▶ _Record extracts_
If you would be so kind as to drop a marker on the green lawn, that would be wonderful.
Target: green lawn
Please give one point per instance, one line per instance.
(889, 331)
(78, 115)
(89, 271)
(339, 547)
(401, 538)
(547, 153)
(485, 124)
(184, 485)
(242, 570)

▶ _Exercise objective_
Repeat each record exactly, leaving nothing out.

▶ _Expected answer_
If you would be so kind as to drop a marker on the green lawn, that would be wonderful.
Target: green lawn
Please give one point per instance, one line per instance.
(889, 331)
(78, 115)
(89, 271)
(339, 547)
(401, 538)
(547, 153)
(485, 124)
(184, 485)
(242, 570)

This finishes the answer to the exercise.